Records contained in a dataset

++++++++

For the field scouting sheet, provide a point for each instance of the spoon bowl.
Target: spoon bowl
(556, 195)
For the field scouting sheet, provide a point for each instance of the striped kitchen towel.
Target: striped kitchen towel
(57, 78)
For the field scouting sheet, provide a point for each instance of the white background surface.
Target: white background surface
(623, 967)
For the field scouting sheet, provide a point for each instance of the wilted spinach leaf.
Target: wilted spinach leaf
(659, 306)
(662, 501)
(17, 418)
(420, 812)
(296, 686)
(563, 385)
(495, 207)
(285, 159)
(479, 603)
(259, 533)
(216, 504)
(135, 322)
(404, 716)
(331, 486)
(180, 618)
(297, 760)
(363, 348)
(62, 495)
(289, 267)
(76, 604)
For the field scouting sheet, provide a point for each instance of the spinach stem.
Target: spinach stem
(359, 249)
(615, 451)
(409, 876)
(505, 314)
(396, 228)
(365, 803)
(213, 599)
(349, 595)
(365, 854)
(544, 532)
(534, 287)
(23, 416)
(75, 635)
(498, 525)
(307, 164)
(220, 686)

++++++++

[Prompt]:
Would you please reproduce the records above exactly, only from their first line through the line holding "wilted spinach leaf.", with both ends included?

[Written reply]:
For the field scouting sheet, provide a point for each instance of the spoon bowl.
Target: spoon bowl
(556, 195)
For the field scouting sheet, provide a point for each instance of the striped kitchen towel.
Target: striped kitchen towel
(57, 78)
For the field scouting sheet, provide a point for each instance of the white background surface.
Target: white background surface
(623, 967)
For the field scouting sheet, provide a point for each instance of the wilted spinach leaf.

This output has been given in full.